#### [Exercise data]
-- -- --

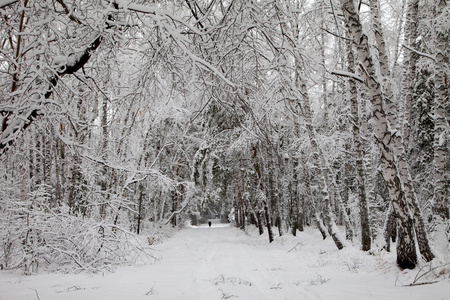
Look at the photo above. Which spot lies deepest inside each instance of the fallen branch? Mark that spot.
(420, 283)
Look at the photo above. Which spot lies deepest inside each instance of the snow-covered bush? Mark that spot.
(32, 235)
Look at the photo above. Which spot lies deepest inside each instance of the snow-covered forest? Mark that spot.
(121, 118)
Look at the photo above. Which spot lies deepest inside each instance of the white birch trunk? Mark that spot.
(406, 252)
(398, 146)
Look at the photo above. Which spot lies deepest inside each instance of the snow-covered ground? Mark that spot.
(223, 262)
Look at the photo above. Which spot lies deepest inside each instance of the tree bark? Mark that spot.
(398, 145)
(358, 151)
(406, 252)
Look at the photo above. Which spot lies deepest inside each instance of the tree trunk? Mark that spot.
(398, 145)
(406, 252)
(358, 151)
(441, 105)
(269, 227)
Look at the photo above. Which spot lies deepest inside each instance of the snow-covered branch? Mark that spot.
(347, 74)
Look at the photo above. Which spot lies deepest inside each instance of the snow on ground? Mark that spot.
(223, 262)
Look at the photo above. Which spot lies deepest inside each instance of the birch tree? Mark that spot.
(406, 254)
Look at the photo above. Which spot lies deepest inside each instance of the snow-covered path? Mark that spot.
(223, 262)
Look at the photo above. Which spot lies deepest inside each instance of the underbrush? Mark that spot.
(33, 236)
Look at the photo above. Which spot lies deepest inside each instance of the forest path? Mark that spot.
(223, 262)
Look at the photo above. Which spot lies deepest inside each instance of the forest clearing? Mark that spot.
(316, 125)
(223, 262)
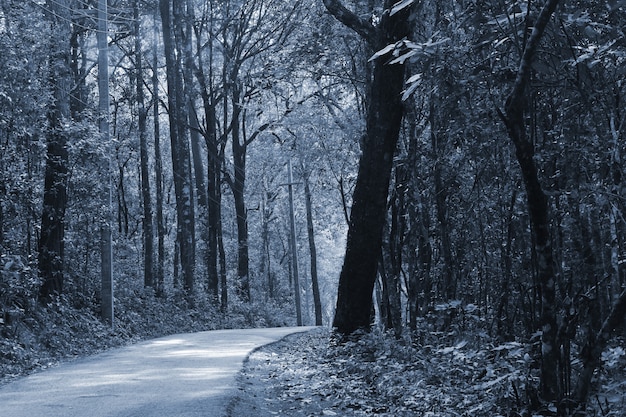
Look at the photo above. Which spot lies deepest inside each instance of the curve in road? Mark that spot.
(184, 375)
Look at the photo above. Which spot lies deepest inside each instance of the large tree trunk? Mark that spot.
(538, 208)
(158, 165)
(51, 255)
(317, 303)
(148, 240)
(367, 218)
(181, 164)
(238, 185)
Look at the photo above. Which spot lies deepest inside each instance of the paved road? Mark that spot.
(183, 375)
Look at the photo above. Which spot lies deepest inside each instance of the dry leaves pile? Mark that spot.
(312, 374)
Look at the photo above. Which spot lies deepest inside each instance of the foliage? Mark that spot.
(457, 373)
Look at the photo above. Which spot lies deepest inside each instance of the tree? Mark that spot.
(172, 13)
(383, 120)
(148, 238)
(51, 241)
(538, 207)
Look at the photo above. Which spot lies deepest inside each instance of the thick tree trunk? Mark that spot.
(148, 238)
(238, 185)
(538, 208)
(214, 165)
(317, 303)
(158, 165)
(51, 256)
(367, 218)
(181, 165)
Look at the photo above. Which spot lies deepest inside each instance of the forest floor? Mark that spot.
(312, 374)
(459, 372)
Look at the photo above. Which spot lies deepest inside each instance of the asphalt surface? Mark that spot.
(184, 375)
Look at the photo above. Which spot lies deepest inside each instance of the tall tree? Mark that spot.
(538, 206)
(51, 241)
(172, 14)
(142, 119)
(383, 120)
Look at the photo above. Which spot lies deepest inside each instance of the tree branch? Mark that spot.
(523, 72)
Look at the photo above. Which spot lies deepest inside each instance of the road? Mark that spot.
(184, 375)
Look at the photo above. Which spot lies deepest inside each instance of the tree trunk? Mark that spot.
(367, 218)
(538, 208)
(148, 250)
(51, 257)
(238, 185)
(158, 165)
(181, 165)
(317, 303)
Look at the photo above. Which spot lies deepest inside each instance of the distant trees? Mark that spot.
(52, 238)
(383, 121)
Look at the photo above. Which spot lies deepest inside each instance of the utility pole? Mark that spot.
(294, 251)
(103, 124)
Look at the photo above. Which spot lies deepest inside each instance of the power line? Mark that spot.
(76, 24)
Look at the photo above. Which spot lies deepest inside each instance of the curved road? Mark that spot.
(186, 375)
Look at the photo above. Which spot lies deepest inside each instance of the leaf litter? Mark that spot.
(314, 374)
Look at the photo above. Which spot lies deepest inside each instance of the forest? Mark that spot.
(422, 169)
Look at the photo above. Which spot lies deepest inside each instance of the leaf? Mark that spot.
(402, 4)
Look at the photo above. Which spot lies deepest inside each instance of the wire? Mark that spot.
(74, 23)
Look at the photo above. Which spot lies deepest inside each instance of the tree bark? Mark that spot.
(181, 165)
(158, 165)
(367, 218)
(538, 208)
(51, 256)
(148, 239)
(317, 303)
(237, 185)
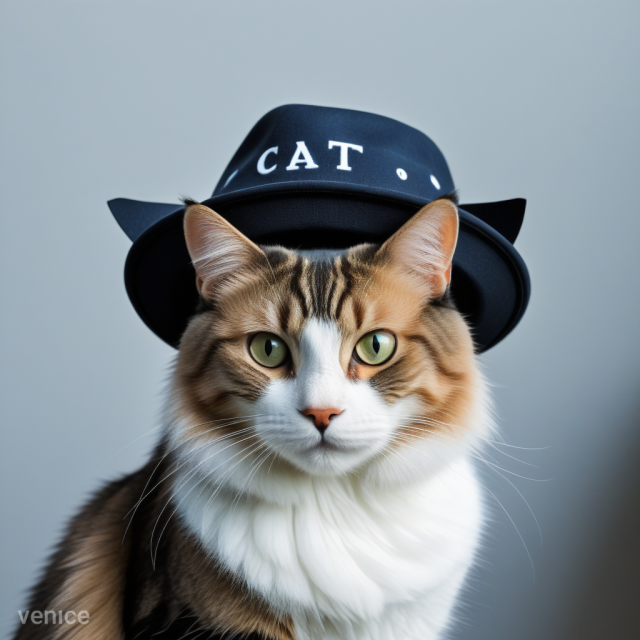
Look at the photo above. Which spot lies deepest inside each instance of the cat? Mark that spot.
(314, 479)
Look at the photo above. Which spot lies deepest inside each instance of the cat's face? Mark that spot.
(323, 361)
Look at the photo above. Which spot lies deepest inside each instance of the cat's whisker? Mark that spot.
(146, 493)
(175, 446)
(191, 473)
(171, 499)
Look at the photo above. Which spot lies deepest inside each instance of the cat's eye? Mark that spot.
(268, 349)
(376, 347)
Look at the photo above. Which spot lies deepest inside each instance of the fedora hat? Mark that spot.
(320, 177)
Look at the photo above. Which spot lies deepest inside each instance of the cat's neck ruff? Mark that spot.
(341, 556)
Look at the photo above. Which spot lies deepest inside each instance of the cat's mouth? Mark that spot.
(325, 445)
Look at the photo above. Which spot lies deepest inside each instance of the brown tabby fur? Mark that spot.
(114, 564)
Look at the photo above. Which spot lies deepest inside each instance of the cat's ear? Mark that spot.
(425, 244)
(219, 252)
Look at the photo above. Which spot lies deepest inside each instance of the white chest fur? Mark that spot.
(345, 561)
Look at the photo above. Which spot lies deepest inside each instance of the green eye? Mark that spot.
(376, 347)
(268, 350)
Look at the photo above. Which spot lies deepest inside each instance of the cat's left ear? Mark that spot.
(425, 244)
(219, 252)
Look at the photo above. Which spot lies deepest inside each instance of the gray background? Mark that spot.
(149, 100)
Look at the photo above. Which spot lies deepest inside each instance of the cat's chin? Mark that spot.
(328, 459)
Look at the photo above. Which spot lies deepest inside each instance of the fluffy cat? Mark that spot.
(314, 478)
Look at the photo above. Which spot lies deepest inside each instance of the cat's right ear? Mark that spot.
(219, 252)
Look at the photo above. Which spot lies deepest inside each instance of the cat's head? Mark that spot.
(324, 362)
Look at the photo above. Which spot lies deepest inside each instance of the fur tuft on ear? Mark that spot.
(219, 252)
(425, 244)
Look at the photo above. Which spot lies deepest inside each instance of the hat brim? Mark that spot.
(490, 282)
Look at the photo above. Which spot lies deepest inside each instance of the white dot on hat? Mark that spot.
(230, 178)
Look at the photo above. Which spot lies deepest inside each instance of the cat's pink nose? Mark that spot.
(321, 417)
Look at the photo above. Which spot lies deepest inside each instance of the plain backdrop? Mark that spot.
(149, 100)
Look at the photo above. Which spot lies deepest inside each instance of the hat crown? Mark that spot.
(300, 147)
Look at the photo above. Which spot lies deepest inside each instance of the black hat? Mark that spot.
(311, 177)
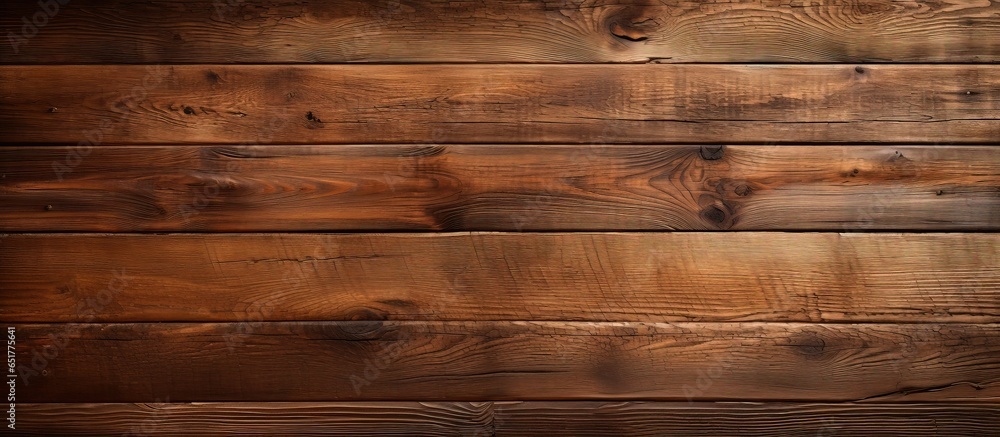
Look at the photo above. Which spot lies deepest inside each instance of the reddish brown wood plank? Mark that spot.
(480, 419)
(321, 104)
(497, 187)
(468, 361)
(270, 31)
(639, 277)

-- -- --

#### [What is asked]
Starting with the line containing "brim? Mark that spot." and going on through the final line above, write out every line again, including the ones that ask for a spot, and adjust each coordinate by -43. Leave the pictures out.

#### [The response]
Look at the photo above. Which spot lies deepest inside each instance of the hat brim? Mark that spot.
(447, 239)
Look at the photo above. Which spot lies deepest inside each instance of the white dot on hat? Mark that spot.
(187, 135)
Look at the photo above. Which spot lies deepest inside each instance of the cat's pink nose? Mark that spot.
(278, 374)
Look at the photo above. Which spot lies deepest inside each instance of the plain backdrop? Mark that spot.
(106, 57)
Look at the photo above. Which spot lies deepest inside each instance of the hat crown? Mark that spot.
(257, 104)
Look at the photo above. Which spot lies deepest inside each instance of the black hat? Mark that spot.
(268, 134)
Look at the photo above. Which spot lies deepest inside each instance of the reddish brown wood plank? Mark that spot.
(437, 376)
(278, 61)
(454, 144)
(425, 318)
(227, -12)
(596, 234)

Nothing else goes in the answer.